* _Text segment_:
◇ ◇ ◇ ◇ ◇

To get a reflection of ourselves, and see how we appear to the world, we look in the mirror. A flat, prism that hangs on our wall. But, interestingly, these are not the only mirrors we use. In fact, these mirrors are used the least frequently.
Hundreds or thousands of times a day, we look into other people’s faces. We process their reactions toward us. And, lots of times, these reactions are faulty and, plenty of times, not positive.
What happens when we begin to listen when all these mirrors reflect back to us “you are bad”? Well, as children, we would begin to feel we’ve been assigned a label of “bad”, and we’ll perceive our own selves that way. But, these mirrors are not always honest mirrors.
When we look into the faces of others, and at their expressions toward us, we receive feedback that is tainted by their own broken reflection of their own selves and their world.
People see through broken eyes, and pain, and years of built-up experiences. And then they see us through these lenses. Which means, they don’t even get a clear input of who we are! So how much less untainted do you think the output will be?!
To use an example from one of your favorite series, Kanda Land, the character, “Lina” (who you have yet to meet), is quite the embodiment of the black hole we feel we become on the inside when we lose sight of our own self, and have learned to, instead, rely heavily on these imperfect, outward mirrors.
When it comes to that point of desperate searching for validation in these reflections, other people’s faces nearly become our own face. What we see might as well be what’s in our two-dimensional mirror. And we begin to feel they reflect the only truth about us; and we lose sight of the truth. This leads to a snowball of desperateness and a deeper hole of reactions that we fall into.
I am one who struggles with some of these very things. I took a psychology class for a short time in college, and have continued to be interested in childhood and interpersonal psychology. One of the things I learned, is that we often form faulty boundaries as children, in response to these faulty reflections causing an issue of an unclear self, that we pick up in the faces of others.

◇ ◇ ◇ ◇ ◇

* _Data shown_:
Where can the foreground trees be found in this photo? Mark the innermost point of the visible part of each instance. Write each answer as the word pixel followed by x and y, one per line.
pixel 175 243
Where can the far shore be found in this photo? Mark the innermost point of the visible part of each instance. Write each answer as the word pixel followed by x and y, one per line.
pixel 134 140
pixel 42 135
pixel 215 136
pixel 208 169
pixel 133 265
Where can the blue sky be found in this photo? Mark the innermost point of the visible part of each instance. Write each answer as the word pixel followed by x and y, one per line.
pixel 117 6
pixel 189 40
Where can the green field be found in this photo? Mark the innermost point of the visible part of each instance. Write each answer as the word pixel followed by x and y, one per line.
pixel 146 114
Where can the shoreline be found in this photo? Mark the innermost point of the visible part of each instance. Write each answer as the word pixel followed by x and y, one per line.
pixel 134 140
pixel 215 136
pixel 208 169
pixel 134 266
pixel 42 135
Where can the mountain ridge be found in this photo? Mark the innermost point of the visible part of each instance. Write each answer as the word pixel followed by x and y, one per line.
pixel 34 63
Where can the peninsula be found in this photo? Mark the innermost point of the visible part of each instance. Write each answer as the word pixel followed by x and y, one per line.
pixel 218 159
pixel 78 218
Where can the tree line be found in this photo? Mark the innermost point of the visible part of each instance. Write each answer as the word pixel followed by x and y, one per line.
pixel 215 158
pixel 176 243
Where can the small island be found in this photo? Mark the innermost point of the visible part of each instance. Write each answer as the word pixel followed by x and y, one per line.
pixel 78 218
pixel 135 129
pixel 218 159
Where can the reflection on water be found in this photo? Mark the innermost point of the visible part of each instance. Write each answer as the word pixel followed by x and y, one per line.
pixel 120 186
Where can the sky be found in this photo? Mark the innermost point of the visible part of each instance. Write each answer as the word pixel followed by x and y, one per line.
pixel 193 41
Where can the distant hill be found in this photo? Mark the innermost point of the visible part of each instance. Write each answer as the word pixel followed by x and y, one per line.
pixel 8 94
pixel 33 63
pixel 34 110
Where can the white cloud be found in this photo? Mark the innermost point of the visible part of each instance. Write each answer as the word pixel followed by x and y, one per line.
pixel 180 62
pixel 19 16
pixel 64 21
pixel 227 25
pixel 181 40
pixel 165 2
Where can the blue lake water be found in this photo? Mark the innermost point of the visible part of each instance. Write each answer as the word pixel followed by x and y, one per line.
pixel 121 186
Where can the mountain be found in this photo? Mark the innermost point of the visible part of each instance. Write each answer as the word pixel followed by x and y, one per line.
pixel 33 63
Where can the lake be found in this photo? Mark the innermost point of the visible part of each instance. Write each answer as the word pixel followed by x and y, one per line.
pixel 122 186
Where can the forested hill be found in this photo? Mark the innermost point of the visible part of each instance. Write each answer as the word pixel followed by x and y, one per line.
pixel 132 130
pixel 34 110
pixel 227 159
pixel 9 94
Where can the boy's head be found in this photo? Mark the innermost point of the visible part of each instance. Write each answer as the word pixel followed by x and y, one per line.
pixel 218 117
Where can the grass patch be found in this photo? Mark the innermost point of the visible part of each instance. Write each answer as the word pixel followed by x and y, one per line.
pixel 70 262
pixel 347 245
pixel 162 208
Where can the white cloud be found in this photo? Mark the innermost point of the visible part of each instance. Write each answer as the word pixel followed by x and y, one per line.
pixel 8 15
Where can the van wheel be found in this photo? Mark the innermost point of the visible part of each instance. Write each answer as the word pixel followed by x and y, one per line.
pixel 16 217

◇ ◇ ◇ ◇ ◇

* _Requirement_:
Copy the piece on mirrors, beginning at the words "When we look" and stopping after "imperfect, outward mirrors.". In that stretch, change "lenses" to "filters".

* _Written response_:
When we look into the faces of others, and at their expressions toward us, we receive feedback that is tainted by their own broken reflection of their own selves and their world.
People see through broken eyes, and pain, and years of built-up experiences. And then they see us through these filters. Which means, they don’t even get a clear input of who we are! So how much less untainted do you think the output will be?!
To use an example from one of your favorite series, Kanda Land, the character, “Lina” (who you have yet to meet), is quite the embodiment of the black hole we feel we become on the inside when we lose sight of our own self, and have learned to, instead, rely heavily on these imperfect, outward mirrors.